Passage provided
** BEGIN **

Autumn is a wonderful time to explore the UK. The days might feel a little fresher, but with Mother Nature treating us to her magical display as the landscape transforms with its seasonal display of colour, taking in the great outdoors is a must. So imagine witnessing the majesty of sculpture – the sheer beauty of form and shape – set against this breathtaking backdrop. Playing host to work by some of the world’s best artists, this is exactly the opportunity afforded by Britain’s best sculpture parks and gardens. And, don’t worry, we’ve got you covered should inclement weather make an untimely appearance.
Once experienced, Anish Kapoor’s work is never forgotten. He is a master of form and a sculpting magician, bending his chosen medium – be it stainless steel, onyx, granite or marble – to his will in ways so imaginative it often affords the viewer a new perspective on the world around them.
This autumn, you can delight in awe-inspiring wonder of this much decorated sculptor as you take in 24 seminal pieces by Kapoor currently on display in the picturesque environs of Houghton Hall in Norfolk. This is the largest exhibition of the artist’s outdoor sculpture in the UK, so expect to be mesmerised by highlights including Sky Mirror (2018), a five-metre wide concave circle of stainless steel that reflects the seemingly infinite expanse of sky above.
Bircham Road, Houghton, King’s Lynn, PE31 6TY. Wednesday-Sunday, 11:00-17:00, until 1 November. Tickets must be booked in advance. houghtonhall.com
Recently the subject of a Google Doodle honouring what would have been her 117th birthday, Barbara Hepworth’s abstract work can be seen in glorious detail in the place she called home from 1949 until her tragic death in 1975. Her Cornish idyll is now under the stewardship of Tate St Ives and a wander through the museum provides a fascinating insight into this prolific sculptor’s work.

** END **

Supplied records
** BEGIN **

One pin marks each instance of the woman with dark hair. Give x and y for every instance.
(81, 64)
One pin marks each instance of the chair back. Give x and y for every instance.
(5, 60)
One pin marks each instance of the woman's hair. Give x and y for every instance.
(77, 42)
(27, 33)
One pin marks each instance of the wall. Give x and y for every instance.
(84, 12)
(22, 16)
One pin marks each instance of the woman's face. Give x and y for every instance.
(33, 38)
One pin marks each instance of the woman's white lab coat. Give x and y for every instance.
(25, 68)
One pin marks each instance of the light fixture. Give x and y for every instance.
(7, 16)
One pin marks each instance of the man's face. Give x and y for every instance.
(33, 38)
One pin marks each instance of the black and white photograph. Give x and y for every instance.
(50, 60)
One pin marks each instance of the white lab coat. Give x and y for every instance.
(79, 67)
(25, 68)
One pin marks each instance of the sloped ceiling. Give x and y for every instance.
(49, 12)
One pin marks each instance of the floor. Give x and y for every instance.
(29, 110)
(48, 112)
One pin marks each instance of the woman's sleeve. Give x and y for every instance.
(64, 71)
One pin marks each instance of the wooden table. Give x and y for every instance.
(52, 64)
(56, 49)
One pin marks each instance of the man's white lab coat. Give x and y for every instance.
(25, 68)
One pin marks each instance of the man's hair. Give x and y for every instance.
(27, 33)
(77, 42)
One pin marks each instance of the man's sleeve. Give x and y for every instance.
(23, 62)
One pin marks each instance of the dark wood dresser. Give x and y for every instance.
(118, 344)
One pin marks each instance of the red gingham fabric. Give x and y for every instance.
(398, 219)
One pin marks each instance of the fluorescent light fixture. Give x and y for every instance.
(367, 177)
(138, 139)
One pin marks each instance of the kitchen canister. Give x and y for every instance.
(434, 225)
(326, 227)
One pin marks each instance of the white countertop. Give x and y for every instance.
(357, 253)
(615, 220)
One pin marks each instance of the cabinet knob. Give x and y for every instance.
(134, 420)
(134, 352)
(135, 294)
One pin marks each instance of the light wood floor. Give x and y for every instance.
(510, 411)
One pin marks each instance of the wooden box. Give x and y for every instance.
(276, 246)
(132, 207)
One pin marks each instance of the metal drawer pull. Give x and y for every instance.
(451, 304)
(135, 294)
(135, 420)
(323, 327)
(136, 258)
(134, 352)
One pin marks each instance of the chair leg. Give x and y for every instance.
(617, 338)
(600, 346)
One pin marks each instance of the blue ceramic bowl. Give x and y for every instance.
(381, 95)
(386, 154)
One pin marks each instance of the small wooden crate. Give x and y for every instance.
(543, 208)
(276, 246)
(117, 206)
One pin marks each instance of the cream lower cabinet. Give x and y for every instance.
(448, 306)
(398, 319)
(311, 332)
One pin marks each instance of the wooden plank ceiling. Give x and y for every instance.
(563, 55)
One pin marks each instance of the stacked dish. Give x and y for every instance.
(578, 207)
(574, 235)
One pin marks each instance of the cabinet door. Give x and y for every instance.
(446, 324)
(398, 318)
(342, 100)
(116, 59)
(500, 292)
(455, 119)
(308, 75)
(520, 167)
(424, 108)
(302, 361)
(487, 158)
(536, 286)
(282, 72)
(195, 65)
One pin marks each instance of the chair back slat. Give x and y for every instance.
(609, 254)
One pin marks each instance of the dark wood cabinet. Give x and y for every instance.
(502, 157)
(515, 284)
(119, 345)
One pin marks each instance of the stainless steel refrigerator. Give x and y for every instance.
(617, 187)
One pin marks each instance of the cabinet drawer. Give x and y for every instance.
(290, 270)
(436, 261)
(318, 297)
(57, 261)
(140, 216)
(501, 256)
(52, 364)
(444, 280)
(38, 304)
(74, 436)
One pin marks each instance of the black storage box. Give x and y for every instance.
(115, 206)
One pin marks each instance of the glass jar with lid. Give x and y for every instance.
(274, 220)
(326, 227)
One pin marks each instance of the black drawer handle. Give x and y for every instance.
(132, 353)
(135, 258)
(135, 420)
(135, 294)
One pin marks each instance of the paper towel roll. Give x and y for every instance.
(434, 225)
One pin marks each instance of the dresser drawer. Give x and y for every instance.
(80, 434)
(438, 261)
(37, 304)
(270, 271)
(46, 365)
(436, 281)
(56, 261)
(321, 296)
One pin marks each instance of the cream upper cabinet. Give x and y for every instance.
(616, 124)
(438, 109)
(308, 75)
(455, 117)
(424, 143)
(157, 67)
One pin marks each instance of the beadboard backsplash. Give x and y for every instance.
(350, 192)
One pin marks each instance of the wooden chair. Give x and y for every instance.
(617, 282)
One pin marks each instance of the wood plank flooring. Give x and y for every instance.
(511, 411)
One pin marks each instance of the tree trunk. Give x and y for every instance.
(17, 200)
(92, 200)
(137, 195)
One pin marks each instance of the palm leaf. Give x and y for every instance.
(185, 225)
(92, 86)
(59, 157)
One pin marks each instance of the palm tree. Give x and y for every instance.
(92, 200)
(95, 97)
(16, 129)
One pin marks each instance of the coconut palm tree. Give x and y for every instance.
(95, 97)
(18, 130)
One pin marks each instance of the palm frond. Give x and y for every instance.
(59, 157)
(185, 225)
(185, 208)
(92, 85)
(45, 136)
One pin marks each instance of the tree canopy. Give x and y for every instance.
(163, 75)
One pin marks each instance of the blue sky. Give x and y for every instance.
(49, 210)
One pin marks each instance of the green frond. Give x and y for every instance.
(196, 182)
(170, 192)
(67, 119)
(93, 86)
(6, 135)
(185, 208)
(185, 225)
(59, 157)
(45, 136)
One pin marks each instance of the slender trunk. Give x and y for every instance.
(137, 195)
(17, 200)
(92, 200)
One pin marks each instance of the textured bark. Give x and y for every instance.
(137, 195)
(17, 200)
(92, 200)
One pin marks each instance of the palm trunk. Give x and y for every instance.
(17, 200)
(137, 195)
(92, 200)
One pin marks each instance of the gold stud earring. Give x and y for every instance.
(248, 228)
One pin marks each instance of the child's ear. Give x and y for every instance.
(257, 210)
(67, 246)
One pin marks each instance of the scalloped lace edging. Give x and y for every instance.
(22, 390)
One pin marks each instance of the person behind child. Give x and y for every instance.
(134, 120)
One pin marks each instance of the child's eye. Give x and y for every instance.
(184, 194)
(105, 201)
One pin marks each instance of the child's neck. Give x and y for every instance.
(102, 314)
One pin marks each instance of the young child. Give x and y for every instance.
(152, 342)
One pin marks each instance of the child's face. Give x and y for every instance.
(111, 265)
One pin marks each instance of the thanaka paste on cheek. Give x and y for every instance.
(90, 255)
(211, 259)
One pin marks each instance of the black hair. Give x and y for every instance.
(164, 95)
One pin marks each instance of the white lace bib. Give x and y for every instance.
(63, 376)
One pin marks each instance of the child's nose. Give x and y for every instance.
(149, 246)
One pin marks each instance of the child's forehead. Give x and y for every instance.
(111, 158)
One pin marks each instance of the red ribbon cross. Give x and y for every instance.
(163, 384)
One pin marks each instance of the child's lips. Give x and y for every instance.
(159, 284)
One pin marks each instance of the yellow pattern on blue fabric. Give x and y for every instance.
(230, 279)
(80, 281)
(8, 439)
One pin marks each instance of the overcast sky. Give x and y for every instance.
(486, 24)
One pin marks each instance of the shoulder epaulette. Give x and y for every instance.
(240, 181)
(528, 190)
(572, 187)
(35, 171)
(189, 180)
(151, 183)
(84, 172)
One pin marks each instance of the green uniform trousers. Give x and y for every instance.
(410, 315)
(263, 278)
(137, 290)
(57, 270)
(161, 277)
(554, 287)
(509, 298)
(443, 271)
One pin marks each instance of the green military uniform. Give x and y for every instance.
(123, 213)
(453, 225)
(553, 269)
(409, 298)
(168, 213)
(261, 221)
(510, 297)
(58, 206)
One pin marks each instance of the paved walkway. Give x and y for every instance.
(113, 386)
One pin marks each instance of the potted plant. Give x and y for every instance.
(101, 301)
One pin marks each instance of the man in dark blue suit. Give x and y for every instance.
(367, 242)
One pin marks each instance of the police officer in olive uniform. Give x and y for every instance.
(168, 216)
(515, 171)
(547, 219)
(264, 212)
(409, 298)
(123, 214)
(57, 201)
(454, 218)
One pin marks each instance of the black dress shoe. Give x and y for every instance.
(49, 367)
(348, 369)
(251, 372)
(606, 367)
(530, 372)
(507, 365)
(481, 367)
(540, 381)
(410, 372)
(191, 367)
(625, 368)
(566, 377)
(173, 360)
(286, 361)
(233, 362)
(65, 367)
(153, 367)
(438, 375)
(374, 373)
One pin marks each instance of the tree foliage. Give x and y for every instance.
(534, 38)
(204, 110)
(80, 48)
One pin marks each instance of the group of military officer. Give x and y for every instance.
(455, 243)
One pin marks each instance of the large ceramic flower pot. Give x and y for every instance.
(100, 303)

** END **

Objective
Write out the sculpture parks article word for word from "Bircham Road, Houghton, King’s" to "prolific sculptor’s work.".

Task answer
Bircham Road, Houghton, King’s Lynn, PE31 6TY. Wednesday-Sunday, 11:00-17:00, until 1 November. Tickets must be booked in advance. houghtonhall.com
Recently the subject of a Google Doodle honouring what would have been her 117th birthday, Barbara Hepworth’s abstract work can be seen in glorious detail in the place she called home from 1949 until her tragic death in 1975. Her Cornish idyll is now under the stewardship of Tate St Ives and a wander through the museum provides a fascinating insight into this prolific sculptor’s work.